## Directions
Your task is to filter the data below down to the lines holding "wheel".
[Input material]
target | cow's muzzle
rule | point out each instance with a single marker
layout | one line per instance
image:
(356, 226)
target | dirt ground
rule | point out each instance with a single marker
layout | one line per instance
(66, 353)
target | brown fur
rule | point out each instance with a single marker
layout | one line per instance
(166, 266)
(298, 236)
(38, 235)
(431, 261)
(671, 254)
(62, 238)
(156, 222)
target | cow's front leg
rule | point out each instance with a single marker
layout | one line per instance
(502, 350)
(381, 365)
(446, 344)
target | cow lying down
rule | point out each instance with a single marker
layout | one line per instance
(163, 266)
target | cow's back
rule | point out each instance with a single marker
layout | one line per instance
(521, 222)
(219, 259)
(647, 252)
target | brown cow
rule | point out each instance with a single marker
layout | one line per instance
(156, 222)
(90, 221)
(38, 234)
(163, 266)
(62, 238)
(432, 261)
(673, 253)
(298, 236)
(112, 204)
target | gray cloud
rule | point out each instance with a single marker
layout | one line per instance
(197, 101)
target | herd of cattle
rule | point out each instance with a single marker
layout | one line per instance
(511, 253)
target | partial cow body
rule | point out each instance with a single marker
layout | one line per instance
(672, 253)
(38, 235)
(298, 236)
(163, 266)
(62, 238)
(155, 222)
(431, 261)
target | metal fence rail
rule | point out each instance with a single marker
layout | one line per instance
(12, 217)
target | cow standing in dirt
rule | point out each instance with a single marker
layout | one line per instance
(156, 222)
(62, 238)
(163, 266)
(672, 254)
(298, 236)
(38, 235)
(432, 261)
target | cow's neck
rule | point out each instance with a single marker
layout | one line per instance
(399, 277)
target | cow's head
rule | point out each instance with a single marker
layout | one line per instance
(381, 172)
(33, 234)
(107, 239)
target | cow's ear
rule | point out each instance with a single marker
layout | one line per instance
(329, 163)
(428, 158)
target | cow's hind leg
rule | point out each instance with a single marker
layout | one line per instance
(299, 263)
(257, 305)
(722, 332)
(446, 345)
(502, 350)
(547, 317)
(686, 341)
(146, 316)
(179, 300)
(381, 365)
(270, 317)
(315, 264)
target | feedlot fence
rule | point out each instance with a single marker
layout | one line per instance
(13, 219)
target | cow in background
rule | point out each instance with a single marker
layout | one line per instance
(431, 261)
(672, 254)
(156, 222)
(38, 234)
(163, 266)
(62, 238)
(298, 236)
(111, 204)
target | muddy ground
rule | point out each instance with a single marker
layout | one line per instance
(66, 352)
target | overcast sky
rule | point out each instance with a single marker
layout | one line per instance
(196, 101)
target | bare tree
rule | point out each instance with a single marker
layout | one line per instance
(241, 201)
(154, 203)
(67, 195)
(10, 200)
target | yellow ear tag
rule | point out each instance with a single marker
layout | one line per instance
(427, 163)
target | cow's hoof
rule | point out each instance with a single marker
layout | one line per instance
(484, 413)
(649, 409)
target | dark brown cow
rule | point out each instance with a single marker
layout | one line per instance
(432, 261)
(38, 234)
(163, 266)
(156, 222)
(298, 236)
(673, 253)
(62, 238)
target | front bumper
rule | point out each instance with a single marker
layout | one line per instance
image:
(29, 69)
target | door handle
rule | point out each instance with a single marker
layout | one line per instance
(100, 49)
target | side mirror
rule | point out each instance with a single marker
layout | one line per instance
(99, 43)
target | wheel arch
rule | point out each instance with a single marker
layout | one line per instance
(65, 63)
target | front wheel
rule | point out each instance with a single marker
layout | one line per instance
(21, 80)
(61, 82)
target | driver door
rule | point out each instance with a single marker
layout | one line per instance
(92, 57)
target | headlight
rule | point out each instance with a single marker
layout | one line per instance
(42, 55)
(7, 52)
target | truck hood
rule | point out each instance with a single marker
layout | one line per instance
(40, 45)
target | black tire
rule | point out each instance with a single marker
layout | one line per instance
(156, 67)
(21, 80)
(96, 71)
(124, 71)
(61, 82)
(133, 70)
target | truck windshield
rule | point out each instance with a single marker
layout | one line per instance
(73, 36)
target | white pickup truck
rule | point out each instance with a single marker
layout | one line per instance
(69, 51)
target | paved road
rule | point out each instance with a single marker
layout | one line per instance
[/Input material]
## Task result
target | wheel arch
target | front wheel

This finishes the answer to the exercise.